* **TASK INSTRUCTIONS**: Repeat the listing that follows, character for character, minus the pictures.

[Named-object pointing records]
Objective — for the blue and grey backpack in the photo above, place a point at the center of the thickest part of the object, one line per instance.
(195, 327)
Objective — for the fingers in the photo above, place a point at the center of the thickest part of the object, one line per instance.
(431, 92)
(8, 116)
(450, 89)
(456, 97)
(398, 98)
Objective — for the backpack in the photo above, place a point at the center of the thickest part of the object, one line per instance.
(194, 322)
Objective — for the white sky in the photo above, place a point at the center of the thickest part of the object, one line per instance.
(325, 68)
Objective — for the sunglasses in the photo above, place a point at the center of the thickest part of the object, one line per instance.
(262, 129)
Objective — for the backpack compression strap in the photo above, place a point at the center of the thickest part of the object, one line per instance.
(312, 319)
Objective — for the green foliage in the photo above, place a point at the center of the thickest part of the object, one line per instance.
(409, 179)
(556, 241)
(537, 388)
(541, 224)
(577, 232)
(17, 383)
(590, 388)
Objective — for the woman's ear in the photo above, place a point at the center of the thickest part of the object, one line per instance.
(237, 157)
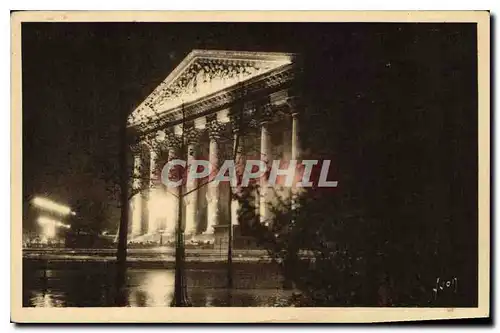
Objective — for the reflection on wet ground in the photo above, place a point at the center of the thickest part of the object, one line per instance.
(87, 286)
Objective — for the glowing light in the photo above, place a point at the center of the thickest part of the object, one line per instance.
(45, 221)
(52, 206)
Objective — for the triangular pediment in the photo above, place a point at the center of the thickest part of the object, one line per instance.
(202, 73)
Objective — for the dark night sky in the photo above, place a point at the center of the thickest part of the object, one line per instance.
(388, 80)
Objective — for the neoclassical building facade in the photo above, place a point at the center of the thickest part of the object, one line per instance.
(212, 101)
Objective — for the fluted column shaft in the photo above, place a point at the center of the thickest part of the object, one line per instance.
(265, 152)
(213, 212)
(239, 166)
(136, 204)
(192, 197)
(152, 210)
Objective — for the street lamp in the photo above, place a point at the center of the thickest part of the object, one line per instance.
(52, 206)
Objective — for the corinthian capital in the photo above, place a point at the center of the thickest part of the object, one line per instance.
(192, 135)
(215, 129)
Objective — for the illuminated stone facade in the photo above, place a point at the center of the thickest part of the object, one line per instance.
(200, 102)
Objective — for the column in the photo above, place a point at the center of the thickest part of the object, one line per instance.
(191, 199)
(295, 153)
(239, 166)
(153, 197)
(265, 152)
(213, 212)
(136, 204)
(172, 205)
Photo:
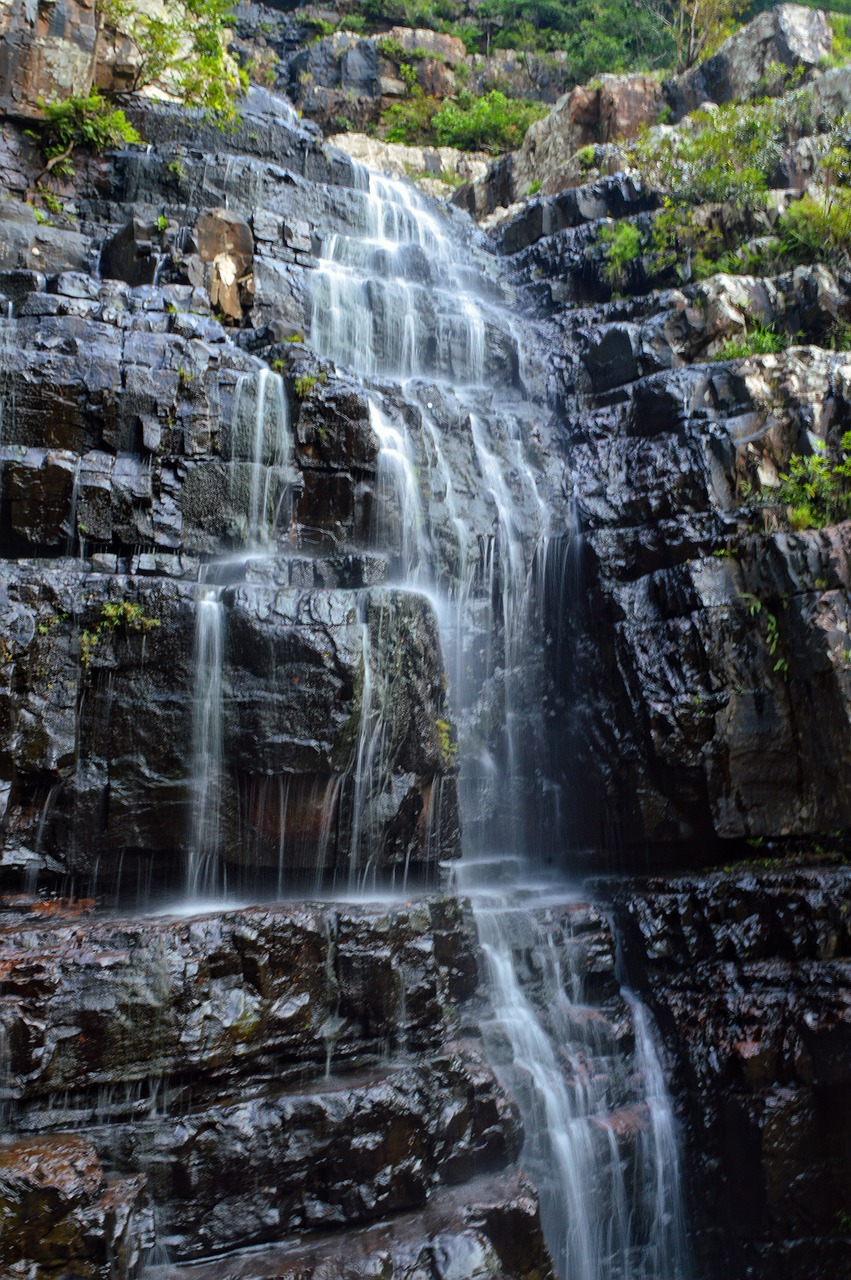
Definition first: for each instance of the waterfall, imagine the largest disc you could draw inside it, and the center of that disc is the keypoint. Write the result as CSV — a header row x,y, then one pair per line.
x,y
260,452
206,743
462,513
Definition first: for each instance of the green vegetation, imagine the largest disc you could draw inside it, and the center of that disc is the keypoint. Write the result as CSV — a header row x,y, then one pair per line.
x,y
305,384
724,155
489,123
756,608
762,341
186,49
114,616
447,743
76,122
817,488
595,35
622,248
818,229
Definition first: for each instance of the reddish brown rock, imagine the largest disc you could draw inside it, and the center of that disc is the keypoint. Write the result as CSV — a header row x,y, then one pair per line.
x,y
46,51
227,245
58,1214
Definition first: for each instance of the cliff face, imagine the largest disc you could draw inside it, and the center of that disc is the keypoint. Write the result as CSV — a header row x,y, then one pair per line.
x,y
251,549
136,428
749,976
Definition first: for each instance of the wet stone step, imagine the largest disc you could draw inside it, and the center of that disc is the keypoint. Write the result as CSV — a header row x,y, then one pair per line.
x,y
490,1226
88,1001
250,1171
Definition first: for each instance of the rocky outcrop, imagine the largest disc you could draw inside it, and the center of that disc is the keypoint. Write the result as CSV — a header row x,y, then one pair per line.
x,y
580,132
135,428
254,1075
45,53
435,170
616,108
788,36
750,978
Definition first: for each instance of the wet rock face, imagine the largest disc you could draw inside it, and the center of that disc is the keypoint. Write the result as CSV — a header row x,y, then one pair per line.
x,y
252,1075
97,753
750,978
788,35
703,640
59,1210
154,368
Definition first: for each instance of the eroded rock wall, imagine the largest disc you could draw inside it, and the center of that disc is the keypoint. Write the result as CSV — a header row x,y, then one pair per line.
x,y
749,976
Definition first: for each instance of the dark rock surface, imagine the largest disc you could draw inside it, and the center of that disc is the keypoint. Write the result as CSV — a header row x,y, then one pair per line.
x,y
749,976
129,407
256,1075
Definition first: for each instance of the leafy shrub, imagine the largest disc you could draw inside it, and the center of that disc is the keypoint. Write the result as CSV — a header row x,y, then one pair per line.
x,y
79,122
817,489
489,123
724,155
762,341
818,228
622,248
186,49
114,616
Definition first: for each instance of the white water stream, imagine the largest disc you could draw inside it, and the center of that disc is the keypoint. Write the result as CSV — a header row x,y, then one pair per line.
x,y
403,304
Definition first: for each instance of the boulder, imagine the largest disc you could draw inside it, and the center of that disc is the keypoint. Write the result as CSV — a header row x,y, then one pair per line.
x,y
225,245
46,51
129,255
62,1216
790,35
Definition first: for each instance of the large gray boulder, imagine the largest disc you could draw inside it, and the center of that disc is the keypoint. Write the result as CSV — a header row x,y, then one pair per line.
x,y
791,35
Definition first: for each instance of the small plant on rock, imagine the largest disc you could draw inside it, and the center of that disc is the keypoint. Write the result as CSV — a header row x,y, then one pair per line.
x,y
817,489
762,341
115,616
622,248
79,120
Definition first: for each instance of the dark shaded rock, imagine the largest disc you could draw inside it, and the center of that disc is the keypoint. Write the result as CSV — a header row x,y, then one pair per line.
x,y
490,1226
129,254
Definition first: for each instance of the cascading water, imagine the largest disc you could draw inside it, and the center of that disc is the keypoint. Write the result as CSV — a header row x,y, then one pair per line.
x,y
260,456
399,304
207,743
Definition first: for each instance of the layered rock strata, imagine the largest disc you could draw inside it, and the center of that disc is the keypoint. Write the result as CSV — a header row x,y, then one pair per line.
x,y
750,978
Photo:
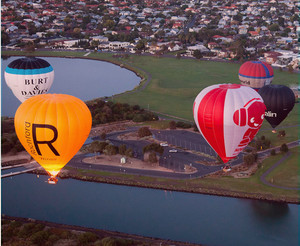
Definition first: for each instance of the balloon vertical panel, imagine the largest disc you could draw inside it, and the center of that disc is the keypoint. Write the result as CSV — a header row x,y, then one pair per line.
x,y
29,76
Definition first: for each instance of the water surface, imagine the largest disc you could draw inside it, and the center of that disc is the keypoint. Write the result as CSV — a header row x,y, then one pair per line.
x,y
210,220
82,78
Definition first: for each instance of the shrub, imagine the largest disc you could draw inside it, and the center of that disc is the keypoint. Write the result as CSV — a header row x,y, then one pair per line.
x,y
273,152
27,230
103,135
129,152
152,157
172,125
182,124
249,159
122,149
97,146
284,148
144,131
87,237
40,237
281,133
153,147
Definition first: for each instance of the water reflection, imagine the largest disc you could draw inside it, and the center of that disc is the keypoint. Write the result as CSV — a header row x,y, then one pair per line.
x,y
82,78
264,209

* **IN RESPONSE**:
Objective — for the blue and grey backpack in the photo above, place a point at the center of the thickest part of the object, one line per instance.
(195, 327)
Objective — for the fingers in the photo above, place a point at the center of the thickest part of the object, one line per instance.
(431, 92)
(8, 116)
(450, 89)
(456, 97)
(398, 98)
Objective — for the backpack in the photo above, place a point at the center of the thickest part of the object, one line per instance.
(194, 322)
Objective — for the white sky in the photo above, place a point at the center of the thickest part of the object, one line per instance.
(325, 68)
Objective — for the sunglasses in the photo above, place a point at the center of the thickest part of the object, one line per instance.
(262, 129)
Objective — for the backpack compression strap in the photo above, place a point at the center of the thickest part of the object, one line per instance.
(312, 319)
Objective — for the green foliage in the photo above, place a point at the center of the thickest part of the object, one line per instance.
(409, 179)
(556, 241)
(537, 388)
(541, 224)
(577, 232)
(17, 383)
(590, 388)
Objective — for the woman's ear in the photo above, place a point at the center of the thickest part of the object, one line per instance.
(237, 157)
Objective — for the reflection on wet ground in the photo above, place a point at the center of the thickest part of the object, one line per instance.
(87, 286)
Objective — for the glowing light in the photo above, place a point at the center of the thickest part of the object, one line per instance.
(45, 221)
(52, 206)
Objective — for the triangular pediment in the photo above, place a point at the center of the thickest part of the object, one line per instance.
(202, 73)
Objective — for the dark night sky in the photo above, place a point at the center of the thickest part of the object, one line per instance.
(388, 80)
Objective — for the neoclassical building facade in the photo above, place a point at the center of the thickest part of the object, one line per instance.
(212, 101)
Objective — for the fluted column shaft in the photo above, place a point at the center of the thickest part of the object, one line per instance.
(265, 152)
(213, 212)
(239, 166)
(136, 204)
(192, 197)
(152, 210)
Objective — for the street lamp in the photo above, place a point at the center of the thickest part of the object, one line per instance.
(52, 206)
Objective — for the corinthian capital in the photo above, place a point at the center of the thickest part of the object, one line per instance.
(192, 135)
(215, 129)
Objective — for the illuminated stone facade in the photo above, place a point at the center of the thickest part of the object, one line per instance.
(200, 102)
Objective — for the column in the photo above, place a point at the center of the thickest part of the object, one line per instance.
(191, 199)
(295, 153)
(239, 166)
(153, 197)
(265, 152)
(213, 212)
(136, 204)
(172, 205)
Photo:
Definition first: for each instance of the waterfall, imagine the largest disc you could draw inside it, and the center of that disc is the keypoint. Write the result as CSV — a header row x,y, then one pair per line.
x,y
260,452
206,743
462,513
Definition first: for each instance of the green vegetation, imagine the largest disc you could draw inside it, and the center of that disc is the keypoint. Write the result as CSV — a header row x,y, then one pair per line.
x,y
305,384
724,155
489,123
756,608
762,341
186,49
114,616
447,743
76,122
817,488
595,35
622,248
818,229
Definition first: for each instance of the reddish brown rock, imagine the largest disc you could draw inside it, and the center of that disc is the keypoint. Write the result as CSV — a header row x,y, then one pair per line.
x,y
46,51
227,245
58,1214
Definition first: for each instance of the cliff face, imagine the largest disc you could draw inside it, and the center of that disc is the keypoint. Write the result as CSV — a header row x,y, then one pair per line.
x,y
251,549
136,428
749,976
Definition first: for each instance of the wet stone step, imagine the largest disc you could draw inside it, and the center of that disc is the keypoint. Write the result as CSV — a header row x,y, then one pair per line.
x,y
490,1226
88,1001
250,1171
Definition first: for each instance of the rocky outcrop, imagine the largest disc you could draw inside it, and the center of that disc is the keypoint. Write the result as CSV — a header row x,y, then one pair per line.
x,y
580,132
135,428
254,1075
45,53
435,170
616,108
788,36
750,978
Definition first: for each instance of the wet rock face, imagine the largest disc you could draw inside it, and the center of that disc is the keypoint. Write the result as CSV — a header row x,y, then one pair per line.
x,y
252,1075
97,753
750,978
788,35
703,640
59,1210
154,368
Definition first: for each instance of the eroded rock wall, imagine the largest disc you could draw inside it, and the center of that disc is the keypoint. Write the result as CSV — a header row x,y, then one pair per line.
x,y
749,976
Definition first: for each instance of the dark rock surface, imagine the largest disc you could draw inside it, and the center of that disc is the keypoint. Write the result as CSV — a header row x,y, then one pair per line.
x,y
749,976
129,407
256,1075
Definition first: for each instance of the leafy shrub, imagine the largest disc you could draw inside it, and the center of that disc is the keypoint. Write the result as CSV — a header row x,y, then one pair per line.
x,y
79,122
817,489
489,123
724,155
762,341
818,228
622,248
186,49
114,616
Definition first: for each instance of the white water stream, imagine the largest disc you could draw inside it, and the center of that disc is the keypoint. Write the result as CSV — a header row x,y, then one pair per line.
x,y
403,304
Definition first: for each instance of the boulder, imagine the largest disc you could draw inside it, and the center of that disc is the keypoint. Write the result as CSV — a header row x,y, then one pair per line.
x,y
225,245
46,51
129,255
62,1216
790,35
Definition first: for each instance of the large gray boulder, imagine the largest disc you could draw inside it, and the center of that disc is the keypoint. Write the result as CSV — a header row x,y, then one pair per line.
x,y
791,35
Definition first: for each instance of the small plant on rock, imagine the largest disc you could draw inside it, and the center of that disc is the keypoint. Write the result as CSV — a header row x,y, then one pair per line.
x,y
817,489
762,341
115,616
622,248
79,120
Definition first: for each instance of the dark shaded rock, imagine the largest disc you could draw inside it, and the center of that disc is the keypoint. Write the result as CSV — a header row x,y, then one pair per line.
x,y
490,1226
129,254
Definition first: for each instance of the cascading water, imagine the largest disc you could draw inside it, and the center of that disc is the keypoint. Write the result as CSV — a header row x,y, then one pair per line.
x,y
260,456
399,304
207,743
Definition first: for each instance of the layered rock strata, imagine the largest disc you could draw inside it, and the center of that disc is the keypoint. Write the result as CSV — a header row x,y, then one pair per line.
x,y
750,978
Photo:
Definition first: for each instance of the balloon vertical panel, imagine the largest disc you could draw inside it, and the center of that disc is the keypoint. Write the result as CSV — a header row x,y, then one pair per line.
x,y
29,76
Definition first: for each instance of the water surface, imagine the largest disc you could draw inside it, and the center of that disc is the keypoint. Write the result as CSV — a header row x,y, then one pair per line.
x,y
210,220
82,78
Definition first: for each instance of the shrub, imagine the largest disc you could draw inside it, and the center of that disc is the keypoint. Write the result as CSV — a header row x,y, then one pair per line.
x,y
273,152
27,230
103,135
129,152
152,157
172,125
182,124
249,159
122,149
97,146
284,148
144,131
87,237
40,237
281,133
153,147
Definition first: for each instance of the water reflection, imagine the largest disc you could draw inside it, and the center of that disc is the keypoint. Write the result as CSV — a header row x,y, then one pair per line.
x,y
82,78
264,209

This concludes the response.